- **Provided records**

______

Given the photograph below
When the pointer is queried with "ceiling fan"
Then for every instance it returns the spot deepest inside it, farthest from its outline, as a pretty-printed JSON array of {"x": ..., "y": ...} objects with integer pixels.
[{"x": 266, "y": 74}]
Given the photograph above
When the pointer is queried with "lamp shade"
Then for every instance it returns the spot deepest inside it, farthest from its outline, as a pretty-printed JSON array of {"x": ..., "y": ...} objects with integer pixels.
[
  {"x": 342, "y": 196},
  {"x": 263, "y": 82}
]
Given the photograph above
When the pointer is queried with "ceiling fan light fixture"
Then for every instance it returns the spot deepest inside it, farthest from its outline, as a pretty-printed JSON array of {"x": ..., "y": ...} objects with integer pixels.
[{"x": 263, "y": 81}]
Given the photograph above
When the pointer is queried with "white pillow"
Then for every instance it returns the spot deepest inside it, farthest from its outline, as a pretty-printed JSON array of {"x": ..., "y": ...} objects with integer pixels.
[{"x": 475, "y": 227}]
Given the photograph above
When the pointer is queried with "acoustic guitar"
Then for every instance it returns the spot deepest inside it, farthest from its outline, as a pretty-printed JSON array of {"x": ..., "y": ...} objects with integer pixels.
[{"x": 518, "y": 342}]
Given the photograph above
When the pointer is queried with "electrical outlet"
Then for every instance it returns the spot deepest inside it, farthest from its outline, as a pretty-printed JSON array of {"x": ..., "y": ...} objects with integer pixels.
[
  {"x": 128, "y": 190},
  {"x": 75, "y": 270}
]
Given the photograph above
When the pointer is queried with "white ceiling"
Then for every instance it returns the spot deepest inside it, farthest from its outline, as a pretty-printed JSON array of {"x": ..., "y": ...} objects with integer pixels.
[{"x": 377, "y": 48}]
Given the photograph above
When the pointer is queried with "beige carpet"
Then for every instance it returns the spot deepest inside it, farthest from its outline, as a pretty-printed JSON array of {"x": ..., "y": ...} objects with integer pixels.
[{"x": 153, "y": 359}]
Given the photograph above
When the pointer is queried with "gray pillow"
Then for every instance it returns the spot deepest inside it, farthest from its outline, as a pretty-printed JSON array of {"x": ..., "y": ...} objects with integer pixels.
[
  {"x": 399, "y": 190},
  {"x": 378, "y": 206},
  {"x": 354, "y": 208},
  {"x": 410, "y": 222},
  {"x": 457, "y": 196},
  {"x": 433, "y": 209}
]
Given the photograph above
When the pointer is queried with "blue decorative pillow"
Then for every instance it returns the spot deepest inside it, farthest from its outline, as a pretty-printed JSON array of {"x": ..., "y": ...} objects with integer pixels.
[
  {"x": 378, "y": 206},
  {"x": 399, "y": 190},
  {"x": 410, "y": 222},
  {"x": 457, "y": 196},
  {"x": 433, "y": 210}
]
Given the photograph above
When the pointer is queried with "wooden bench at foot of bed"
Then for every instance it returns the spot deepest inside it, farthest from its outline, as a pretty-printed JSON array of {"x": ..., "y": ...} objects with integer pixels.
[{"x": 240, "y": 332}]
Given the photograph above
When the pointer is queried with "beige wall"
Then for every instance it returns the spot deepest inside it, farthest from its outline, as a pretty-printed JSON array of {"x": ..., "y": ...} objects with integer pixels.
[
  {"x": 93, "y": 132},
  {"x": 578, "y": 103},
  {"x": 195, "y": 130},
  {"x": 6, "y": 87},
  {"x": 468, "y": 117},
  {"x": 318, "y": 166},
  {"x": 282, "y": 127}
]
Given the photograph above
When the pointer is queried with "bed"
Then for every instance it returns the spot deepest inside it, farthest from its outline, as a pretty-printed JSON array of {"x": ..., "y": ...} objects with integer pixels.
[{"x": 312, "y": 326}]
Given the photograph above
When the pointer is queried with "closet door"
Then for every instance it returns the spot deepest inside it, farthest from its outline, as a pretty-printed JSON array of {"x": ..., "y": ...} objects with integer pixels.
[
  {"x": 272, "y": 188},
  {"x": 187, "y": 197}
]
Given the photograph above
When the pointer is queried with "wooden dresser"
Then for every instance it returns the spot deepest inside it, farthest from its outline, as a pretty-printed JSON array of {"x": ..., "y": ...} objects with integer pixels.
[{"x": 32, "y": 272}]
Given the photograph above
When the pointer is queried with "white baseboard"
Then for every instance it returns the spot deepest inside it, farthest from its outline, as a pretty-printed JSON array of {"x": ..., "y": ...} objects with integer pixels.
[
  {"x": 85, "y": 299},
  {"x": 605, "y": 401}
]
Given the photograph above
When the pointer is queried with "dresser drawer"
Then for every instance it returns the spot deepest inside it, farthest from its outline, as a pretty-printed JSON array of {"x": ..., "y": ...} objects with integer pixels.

______

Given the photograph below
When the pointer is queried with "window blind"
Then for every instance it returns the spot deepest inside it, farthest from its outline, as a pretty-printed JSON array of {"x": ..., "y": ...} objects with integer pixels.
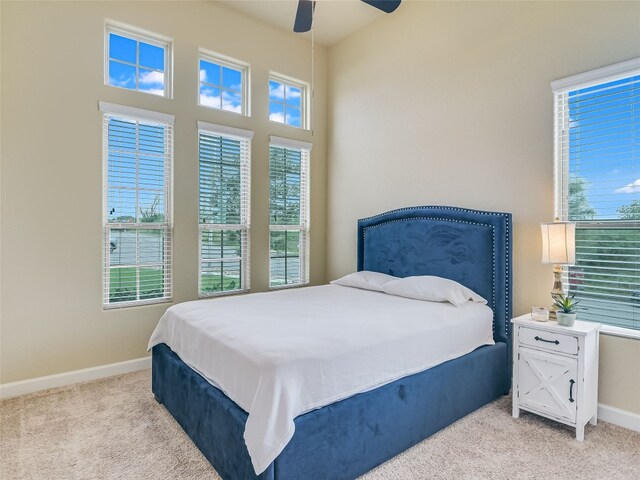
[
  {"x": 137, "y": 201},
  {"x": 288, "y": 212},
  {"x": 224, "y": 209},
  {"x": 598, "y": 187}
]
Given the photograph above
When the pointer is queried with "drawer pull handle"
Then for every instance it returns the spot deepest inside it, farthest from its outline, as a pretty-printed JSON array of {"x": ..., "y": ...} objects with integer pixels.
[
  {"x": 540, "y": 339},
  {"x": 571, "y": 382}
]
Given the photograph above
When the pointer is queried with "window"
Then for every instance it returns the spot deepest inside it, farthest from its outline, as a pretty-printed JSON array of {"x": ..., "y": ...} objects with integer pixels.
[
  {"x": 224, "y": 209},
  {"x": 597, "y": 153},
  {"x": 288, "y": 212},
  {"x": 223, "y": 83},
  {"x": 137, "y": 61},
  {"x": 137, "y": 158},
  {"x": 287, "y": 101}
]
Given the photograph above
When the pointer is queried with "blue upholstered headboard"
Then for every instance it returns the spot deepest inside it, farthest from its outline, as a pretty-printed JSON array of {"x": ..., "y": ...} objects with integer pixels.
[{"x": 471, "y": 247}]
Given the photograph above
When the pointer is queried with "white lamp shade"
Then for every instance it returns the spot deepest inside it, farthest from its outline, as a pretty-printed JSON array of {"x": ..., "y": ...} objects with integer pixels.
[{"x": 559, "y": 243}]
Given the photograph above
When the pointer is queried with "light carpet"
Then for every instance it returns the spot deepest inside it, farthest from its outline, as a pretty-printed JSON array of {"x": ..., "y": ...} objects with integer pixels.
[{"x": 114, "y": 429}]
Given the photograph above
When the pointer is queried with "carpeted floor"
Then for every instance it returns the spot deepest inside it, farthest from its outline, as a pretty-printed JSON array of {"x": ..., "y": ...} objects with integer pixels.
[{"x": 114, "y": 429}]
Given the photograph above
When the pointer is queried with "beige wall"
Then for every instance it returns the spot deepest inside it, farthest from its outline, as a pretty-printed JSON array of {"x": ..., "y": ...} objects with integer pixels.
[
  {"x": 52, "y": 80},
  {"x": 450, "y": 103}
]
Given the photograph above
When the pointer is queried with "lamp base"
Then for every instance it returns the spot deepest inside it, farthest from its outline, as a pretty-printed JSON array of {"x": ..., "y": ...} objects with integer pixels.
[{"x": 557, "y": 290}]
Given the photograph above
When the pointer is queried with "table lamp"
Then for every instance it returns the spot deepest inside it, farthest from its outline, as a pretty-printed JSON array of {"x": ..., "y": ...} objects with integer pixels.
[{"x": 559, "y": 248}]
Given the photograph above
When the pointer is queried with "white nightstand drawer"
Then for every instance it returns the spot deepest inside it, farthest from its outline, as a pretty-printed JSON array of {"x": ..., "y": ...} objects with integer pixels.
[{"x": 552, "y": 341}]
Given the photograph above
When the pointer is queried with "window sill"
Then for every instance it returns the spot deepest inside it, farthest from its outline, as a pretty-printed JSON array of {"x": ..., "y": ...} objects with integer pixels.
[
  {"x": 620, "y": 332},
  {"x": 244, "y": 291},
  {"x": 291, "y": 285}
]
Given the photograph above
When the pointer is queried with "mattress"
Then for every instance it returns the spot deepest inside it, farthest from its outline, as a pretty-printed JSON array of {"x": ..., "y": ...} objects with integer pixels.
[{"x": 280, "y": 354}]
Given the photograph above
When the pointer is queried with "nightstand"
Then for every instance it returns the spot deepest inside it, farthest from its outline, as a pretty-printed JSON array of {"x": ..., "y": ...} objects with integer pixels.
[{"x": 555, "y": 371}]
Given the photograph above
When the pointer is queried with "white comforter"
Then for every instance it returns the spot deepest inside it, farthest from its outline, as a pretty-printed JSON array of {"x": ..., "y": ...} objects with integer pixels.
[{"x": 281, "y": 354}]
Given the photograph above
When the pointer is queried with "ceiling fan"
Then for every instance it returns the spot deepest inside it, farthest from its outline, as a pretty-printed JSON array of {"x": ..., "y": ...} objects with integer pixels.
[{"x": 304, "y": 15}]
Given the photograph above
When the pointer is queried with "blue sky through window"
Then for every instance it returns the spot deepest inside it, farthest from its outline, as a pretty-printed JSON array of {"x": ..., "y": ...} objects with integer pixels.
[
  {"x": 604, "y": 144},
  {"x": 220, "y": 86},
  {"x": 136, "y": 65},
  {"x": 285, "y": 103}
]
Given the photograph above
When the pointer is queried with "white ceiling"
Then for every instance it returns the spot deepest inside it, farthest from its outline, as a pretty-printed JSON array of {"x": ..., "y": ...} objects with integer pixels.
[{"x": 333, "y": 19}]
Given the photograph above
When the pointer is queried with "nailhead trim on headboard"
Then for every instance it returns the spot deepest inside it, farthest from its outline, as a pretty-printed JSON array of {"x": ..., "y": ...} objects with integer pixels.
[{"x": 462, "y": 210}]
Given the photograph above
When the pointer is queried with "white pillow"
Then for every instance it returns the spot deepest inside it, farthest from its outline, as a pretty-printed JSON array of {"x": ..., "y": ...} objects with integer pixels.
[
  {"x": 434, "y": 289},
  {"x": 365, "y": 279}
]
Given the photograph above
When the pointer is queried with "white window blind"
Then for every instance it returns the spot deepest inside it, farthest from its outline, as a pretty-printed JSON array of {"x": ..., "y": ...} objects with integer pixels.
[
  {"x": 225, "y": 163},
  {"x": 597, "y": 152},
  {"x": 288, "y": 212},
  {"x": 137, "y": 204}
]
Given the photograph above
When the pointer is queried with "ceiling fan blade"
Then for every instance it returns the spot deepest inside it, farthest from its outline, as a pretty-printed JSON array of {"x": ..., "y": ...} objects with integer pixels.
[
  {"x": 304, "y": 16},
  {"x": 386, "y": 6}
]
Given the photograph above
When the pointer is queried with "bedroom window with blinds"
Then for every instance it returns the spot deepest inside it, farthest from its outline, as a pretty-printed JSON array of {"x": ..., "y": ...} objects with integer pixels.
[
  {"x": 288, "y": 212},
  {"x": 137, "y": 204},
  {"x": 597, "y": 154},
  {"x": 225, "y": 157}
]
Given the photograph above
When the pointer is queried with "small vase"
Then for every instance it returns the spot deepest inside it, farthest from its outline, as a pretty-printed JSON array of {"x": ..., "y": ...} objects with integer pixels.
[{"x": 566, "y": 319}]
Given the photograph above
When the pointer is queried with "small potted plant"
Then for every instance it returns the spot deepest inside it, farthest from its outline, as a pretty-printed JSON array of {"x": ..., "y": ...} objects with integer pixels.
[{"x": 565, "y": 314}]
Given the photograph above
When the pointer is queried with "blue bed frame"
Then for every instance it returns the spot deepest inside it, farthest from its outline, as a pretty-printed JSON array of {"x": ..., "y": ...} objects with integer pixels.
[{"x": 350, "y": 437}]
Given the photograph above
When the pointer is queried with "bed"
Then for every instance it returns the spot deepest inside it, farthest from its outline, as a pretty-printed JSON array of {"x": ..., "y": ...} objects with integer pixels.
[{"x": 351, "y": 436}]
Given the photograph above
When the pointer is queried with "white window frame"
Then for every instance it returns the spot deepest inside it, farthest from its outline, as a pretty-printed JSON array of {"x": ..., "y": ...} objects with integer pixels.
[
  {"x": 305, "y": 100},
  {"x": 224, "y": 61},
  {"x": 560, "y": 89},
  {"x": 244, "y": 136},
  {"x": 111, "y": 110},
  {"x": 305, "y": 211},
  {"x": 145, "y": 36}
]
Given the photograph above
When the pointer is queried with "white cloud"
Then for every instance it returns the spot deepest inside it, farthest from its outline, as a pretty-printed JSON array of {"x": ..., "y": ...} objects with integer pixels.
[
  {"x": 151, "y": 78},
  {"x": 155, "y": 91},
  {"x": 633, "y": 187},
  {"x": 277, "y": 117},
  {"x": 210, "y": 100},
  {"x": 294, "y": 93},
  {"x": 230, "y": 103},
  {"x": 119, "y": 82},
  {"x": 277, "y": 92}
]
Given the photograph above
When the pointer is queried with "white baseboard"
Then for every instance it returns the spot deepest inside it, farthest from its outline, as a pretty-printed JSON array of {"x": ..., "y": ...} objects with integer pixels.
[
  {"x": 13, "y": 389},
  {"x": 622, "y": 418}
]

______

- **Instructions for the task**
Pick out every line in the rows above that contains the string "lamp", treating case as significant.

- **Full solution**
When the pointer is queried with "lamp shade"
When the pointer is queried with "white lamp shade"
When the pointer is queried with "lamp base"
When the pointer is queried with "table lamp"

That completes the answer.